### What the task requires
Copy each entry as written.

### Material for this task

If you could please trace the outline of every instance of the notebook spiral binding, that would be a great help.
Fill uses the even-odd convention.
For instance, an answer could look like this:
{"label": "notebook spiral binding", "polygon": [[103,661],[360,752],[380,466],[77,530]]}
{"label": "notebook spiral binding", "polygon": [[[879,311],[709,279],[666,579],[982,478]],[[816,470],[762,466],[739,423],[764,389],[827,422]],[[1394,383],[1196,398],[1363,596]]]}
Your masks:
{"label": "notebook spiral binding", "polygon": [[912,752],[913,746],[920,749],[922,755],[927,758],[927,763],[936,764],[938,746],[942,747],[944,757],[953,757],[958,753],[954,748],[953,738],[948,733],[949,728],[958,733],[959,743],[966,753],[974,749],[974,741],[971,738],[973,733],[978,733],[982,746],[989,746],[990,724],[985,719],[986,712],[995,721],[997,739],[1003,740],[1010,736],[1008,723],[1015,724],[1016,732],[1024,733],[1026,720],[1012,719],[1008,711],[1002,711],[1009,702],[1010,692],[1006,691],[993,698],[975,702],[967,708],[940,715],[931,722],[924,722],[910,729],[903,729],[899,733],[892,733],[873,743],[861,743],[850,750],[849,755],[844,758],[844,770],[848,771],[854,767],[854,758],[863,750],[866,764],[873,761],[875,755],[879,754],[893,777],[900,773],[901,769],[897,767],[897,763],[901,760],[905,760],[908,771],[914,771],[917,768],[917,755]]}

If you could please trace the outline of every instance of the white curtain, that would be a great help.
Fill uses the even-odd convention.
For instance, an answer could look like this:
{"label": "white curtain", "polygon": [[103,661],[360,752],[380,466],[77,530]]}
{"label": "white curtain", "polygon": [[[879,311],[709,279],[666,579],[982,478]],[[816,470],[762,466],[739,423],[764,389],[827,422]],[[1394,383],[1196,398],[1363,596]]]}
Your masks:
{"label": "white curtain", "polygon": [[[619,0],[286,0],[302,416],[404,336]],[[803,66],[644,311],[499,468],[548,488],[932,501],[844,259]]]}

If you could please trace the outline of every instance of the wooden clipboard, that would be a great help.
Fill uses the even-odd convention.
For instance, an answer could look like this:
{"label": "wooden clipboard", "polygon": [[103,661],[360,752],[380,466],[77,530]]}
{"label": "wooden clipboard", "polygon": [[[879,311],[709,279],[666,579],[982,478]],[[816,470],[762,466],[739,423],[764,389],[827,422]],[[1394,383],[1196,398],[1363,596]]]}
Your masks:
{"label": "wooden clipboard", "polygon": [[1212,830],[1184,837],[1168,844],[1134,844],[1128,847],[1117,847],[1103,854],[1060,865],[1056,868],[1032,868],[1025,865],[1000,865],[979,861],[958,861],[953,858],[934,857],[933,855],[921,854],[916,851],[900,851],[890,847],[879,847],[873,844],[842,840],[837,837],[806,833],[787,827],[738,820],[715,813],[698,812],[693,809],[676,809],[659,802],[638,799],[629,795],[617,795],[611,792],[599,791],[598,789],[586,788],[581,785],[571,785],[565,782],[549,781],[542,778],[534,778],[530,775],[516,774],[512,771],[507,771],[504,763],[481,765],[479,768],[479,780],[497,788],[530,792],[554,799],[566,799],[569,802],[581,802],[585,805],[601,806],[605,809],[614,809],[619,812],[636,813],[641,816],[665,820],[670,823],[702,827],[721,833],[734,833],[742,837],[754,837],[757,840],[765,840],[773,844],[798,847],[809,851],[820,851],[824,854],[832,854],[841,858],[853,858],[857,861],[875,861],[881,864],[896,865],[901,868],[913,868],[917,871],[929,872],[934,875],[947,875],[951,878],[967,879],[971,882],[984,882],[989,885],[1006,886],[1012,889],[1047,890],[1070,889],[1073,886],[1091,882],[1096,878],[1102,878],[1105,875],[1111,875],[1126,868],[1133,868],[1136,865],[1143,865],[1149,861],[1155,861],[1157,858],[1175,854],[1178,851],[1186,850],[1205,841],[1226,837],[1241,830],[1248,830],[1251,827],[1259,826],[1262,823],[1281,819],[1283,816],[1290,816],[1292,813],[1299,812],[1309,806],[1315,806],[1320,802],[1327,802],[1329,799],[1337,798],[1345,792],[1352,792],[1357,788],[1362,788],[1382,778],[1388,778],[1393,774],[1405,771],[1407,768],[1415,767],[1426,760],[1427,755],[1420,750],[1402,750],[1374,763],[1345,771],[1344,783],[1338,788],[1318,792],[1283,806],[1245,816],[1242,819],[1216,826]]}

### Solution to this exercise
If you could please trace the outline of every instance of the notebook spiral binding, that would be a great help.
Fill uses the even-odd convention.
For instance, an answer could look like this:
{"label": "notebook spiral binding", "polygon": [[103,661],[360,752],[380,466],[77,530]]}
{"label": "notebook spiral binding", "polygon": [[[879,311],[709,279],[666,579],[982,478]],[[816,470],[762,466],[739,423],[764,389],[827,422]],[[1394,383],[1196,398],[1363,596]]]}
Your masks:
{"label": "notebook spiral binding", "polygon": [[912,752],[913,746],[920,749],[922,755],[927,758],[927,763],[936,764],[938,746],[942,747],[944,757],[953,757],[958,753],[954,748],[953,738],[948,733],[949,728],[958,733],[959,743],[966,753],[974,749],[974,741],[971,738],[973,733],[978,733],[982,746],[989,746],[990,724],[985,719],[986,712],[995,721],[997,739],[1003,740],[1010,736],[1008,723],[1015,724],[1016,732],[1024,733],[1026,720],[1012,719],[1008,711],[1002,711],[1009,702],[1010,692],[1006,691],[993,698],[975,702],[967,708],[940,715],[931,722],[924,722],[910,729],[903,729],[899,733],[892,733],[873,743],[861,743],[850,750],[849,755],[844,758],[844,770],[848,771],[854,767],[854,758],[863,750],[866,764],[873,761],[875,755],[879,754],[893,777],[900,773],[901,769],[897,767],[897,763],[901,760],[905,760],[908,771],[914,771],[917,768],[917,755]]}

If you could please trace the outline of every instance of the white curtain, that would be a great help.
Fill uses the even-odd convention.
For instance, an answer could look like this:
{"label": "white curtain", "polygon": [[103,661],[360,752],[380,466],[77,530]]}
{"label": "white curtain", "polygon": [[[879,311],[709,279],[666,579],[982,478]],[[816,470],[762,466],[739,423],[764,389],[827,422]],[[1394,383],[1196,398],[1363,596]]]}
Your masks:
{"label": "white curtain", "polygon": [[[619,0],[286,0],[302,416],[404,336]],[[803,66],[644,311],[499,468],[548,488],[932,501],[844,259]]]}

If you could please trace the outline of every instance of the wooden clipboard, that would be a great help.
Fill uses the even-odd convention.
For instance, an answer could look like this:
{"label": "wooden clipboard", "polygon": [[103,661],[360,752],[380,466],[77,530]]}
{"label": "wooden clipboard", "polygon": [[[879,311],[709,279],[666,579],[982,478]],[[816,470],[762,466],[739,423],[764,389],[827,422]],[[1394,383],[1196,398],[1363,596]]]}
Your masks:
{"label": "wooden clipboard", "polygon": [[1212,830],[1184,837],[1168,844],[1134,844],[1128,847],[1117,847],[1103,854],[1060,865],[1056,868],[1032,868],[1025,865],[1000,865],[979,861],[958,861],[953,858],[934,857],[933,855],[921,854],[916,851],[900,851],[890,847],[879,847],[873,844],[842,840],[837,837],[806,833],[787,827],[738,820],[715,813],[698,812],[693,809],[676,809],[659,802],[638,799],[629,795],[617,795],[611,792],[599,791],[598,789],[586,788],[581,785],[571,785],[565,782],[549,781],[542,778],[534,778],[530,775],[516,774],[512,771],[507,771],[504,763],[481,765],[479,768],[479,780],[497,788],[530,792],[554,799],[566,799],[569,802],[581,802],[585,805],[601,806],[605,809],[614,809],[619,812],[636,813],[641,816],[665,820],[670,823],[702,827],[721,833],[734,833],[742,837],[754,837],[757,840],[765,840],[773,844],[798,847],[809,851],[820,851],[824,854],[832,854],[841,858],[853,858],[857,861],[875,861],[881,864],[896,865],[901,868],[913,868],[917,871],[929,872],[934,875],[947,875],[951,878],[967,879],[971,882],[984,882],[989,885],[1006,886],[1012,889],[1047,890],[1070,889],[1073,886],[1091,882],[1096,878],[1102,878],[1105,875],[1111,875],[1126,868],[1133,868],[1136,865],[1143,865],[1149,861],[1155,861],[1157,858],[1175,854],[1178,851],[1186,850],[1205,841],[1226,837],[1241,830],[1248,830],[1251,827],[1259,826],[1262,823],[1281,819],[1283,816],[1290,816],[1292,813],[1299,812],[1309,806],[1315,806],[1320,802],[1327,802],[1329,799],[1337,798],[1345,792],[1352,792],[1357,788],[1362,788],[1382,778],[1388,778],[1393,774],[1405,771],[1407,768],[1415,767],[1426,760],[1427,755],[1420,750],[1402,750],[1374,763],[1345,771],[1344,783],[1338,788],[1318,792],[1283,806],[1245,816],[1242,819],[1216,826]]}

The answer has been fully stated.